Aim of the exercise |
Whichever lines of the entries hold the word "query" should be identified and copied.

[Stored data entries]
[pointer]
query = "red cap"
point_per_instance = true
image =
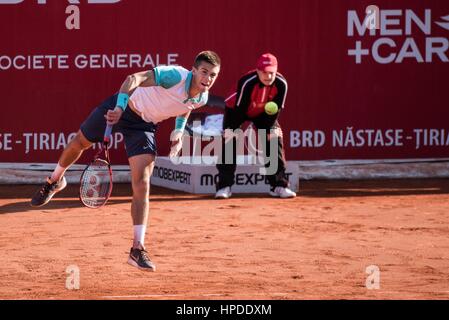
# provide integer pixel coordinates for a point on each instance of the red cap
(267, 62)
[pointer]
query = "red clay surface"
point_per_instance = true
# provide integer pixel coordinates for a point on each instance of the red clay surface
(316, 246)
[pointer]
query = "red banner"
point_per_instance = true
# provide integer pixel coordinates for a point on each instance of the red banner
(365, 82)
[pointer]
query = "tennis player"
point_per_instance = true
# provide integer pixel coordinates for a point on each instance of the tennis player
(254, 90)
(145, 99)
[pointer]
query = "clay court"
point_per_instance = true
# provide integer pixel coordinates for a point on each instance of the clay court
(316, 246)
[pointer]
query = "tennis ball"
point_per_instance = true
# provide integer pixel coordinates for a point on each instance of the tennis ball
(271, 108)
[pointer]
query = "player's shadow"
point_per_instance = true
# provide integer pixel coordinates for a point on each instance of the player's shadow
(60, 205)
(367, 188)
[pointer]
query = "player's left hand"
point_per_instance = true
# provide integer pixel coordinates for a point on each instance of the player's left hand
(113, 116)
(176, 144)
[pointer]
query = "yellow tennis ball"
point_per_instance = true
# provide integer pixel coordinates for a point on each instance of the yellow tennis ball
(271, 108)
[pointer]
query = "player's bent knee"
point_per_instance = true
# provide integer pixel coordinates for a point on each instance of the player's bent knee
(82, 140)
(140, 186)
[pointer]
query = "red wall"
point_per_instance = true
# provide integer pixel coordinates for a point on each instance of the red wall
(328, 90)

Task result |
query = "red cap"
query = "red clay surface"
query = "red banner"
query = "tennis player"
query = "clay court"
query = "tennis ball"
query = "player's shadow"
query = "player's left hand"
query = "yellow tennis ball"
query = "player's bent knee"
query = "red wall"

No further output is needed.